» WORK TO COMPLETE
Would you show every line from the records that holds "roof"?

» ENTRIES PROVIDED
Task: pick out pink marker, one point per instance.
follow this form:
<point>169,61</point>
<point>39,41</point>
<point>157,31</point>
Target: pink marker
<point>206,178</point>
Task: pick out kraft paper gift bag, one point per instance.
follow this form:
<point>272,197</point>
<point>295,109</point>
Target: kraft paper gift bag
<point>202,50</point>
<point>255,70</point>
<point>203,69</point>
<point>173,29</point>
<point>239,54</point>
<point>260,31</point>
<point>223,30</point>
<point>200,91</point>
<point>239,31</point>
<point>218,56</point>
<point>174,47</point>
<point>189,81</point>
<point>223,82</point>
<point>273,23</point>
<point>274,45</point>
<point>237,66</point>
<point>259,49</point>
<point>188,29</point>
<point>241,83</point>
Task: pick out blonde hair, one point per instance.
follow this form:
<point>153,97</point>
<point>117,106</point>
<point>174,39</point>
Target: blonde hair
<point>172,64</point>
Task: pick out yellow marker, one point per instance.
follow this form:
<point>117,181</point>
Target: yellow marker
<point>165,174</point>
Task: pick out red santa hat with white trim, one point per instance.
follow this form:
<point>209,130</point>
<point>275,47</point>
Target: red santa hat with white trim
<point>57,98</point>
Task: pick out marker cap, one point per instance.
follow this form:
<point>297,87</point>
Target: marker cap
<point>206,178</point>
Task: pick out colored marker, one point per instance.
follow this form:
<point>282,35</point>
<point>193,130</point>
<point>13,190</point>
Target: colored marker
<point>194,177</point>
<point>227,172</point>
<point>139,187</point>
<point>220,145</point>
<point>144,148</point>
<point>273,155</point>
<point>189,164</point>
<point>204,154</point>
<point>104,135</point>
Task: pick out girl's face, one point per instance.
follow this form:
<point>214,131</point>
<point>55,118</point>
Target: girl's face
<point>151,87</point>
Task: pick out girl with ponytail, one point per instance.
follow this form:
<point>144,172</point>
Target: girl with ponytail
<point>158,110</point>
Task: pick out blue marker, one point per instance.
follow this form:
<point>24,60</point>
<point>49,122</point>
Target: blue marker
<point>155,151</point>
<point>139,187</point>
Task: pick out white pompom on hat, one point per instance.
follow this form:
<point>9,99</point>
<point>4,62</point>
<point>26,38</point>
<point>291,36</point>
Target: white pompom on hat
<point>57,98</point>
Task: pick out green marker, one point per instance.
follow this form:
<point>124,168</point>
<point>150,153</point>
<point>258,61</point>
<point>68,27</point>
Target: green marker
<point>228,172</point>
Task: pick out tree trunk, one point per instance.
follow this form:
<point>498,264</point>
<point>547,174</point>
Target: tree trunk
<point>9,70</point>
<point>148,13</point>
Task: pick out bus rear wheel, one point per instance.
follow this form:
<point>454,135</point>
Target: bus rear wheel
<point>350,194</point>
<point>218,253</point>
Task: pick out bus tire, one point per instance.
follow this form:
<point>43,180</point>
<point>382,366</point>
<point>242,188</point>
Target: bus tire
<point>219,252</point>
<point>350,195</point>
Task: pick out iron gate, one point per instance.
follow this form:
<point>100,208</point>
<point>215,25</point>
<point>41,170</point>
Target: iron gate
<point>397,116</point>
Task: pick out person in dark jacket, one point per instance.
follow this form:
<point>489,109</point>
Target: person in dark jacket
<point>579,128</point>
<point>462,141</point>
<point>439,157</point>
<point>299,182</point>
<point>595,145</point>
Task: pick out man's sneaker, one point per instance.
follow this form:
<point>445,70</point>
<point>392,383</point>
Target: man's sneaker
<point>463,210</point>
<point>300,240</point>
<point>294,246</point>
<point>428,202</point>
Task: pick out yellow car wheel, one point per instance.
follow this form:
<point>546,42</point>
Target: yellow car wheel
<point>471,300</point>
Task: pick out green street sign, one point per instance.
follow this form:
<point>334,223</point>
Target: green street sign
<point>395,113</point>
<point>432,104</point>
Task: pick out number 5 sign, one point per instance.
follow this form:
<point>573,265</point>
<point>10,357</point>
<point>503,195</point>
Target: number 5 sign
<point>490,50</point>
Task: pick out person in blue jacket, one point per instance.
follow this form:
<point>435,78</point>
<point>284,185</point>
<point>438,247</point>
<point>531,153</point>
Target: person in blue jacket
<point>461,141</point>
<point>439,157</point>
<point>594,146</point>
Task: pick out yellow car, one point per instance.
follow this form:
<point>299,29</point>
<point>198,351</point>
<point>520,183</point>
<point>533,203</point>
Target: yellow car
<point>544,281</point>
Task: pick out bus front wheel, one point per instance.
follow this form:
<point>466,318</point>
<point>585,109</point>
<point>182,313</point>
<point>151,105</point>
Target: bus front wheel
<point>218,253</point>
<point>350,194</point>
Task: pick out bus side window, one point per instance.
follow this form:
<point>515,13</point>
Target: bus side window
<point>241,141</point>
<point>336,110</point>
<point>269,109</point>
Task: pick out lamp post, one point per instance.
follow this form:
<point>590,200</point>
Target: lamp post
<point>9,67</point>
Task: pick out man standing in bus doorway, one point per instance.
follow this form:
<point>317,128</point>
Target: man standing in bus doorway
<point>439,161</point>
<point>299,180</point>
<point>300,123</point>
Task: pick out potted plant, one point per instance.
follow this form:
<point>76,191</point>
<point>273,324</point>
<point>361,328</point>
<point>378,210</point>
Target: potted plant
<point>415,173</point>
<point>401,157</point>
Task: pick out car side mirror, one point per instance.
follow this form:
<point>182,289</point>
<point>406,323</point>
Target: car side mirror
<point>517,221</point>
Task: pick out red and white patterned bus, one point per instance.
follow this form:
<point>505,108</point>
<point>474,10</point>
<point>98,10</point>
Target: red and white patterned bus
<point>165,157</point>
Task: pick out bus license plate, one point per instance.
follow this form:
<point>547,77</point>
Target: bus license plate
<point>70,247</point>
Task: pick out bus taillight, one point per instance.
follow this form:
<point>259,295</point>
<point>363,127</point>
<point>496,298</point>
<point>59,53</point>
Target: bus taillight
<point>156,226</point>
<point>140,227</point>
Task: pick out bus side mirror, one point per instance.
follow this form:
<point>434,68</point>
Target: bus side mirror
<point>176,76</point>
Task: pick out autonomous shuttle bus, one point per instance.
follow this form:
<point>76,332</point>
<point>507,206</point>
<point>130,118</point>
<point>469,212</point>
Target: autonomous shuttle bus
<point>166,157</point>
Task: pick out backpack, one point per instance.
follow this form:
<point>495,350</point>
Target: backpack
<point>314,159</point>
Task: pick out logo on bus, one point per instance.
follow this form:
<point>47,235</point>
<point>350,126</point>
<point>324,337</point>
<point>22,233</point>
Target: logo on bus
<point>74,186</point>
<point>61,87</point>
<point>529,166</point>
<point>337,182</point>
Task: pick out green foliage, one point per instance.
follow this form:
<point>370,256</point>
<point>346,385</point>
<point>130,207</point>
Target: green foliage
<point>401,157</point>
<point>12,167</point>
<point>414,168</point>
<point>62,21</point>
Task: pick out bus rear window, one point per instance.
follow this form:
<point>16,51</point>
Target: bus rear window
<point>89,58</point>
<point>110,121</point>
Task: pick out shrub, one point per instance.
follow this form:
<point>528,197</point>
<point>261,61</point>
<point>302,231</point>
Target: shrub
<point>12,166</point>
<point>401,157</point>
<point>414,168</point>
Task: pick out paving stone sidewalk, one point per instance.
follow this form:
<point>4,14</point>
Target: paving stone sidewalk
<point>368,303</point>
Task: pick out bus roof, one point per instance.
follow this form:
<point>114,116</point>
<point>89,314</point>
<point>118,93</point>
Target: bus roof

» EXPECTED ANSWER
Task: pick out bus roof, one point per instance.
Target: bus roof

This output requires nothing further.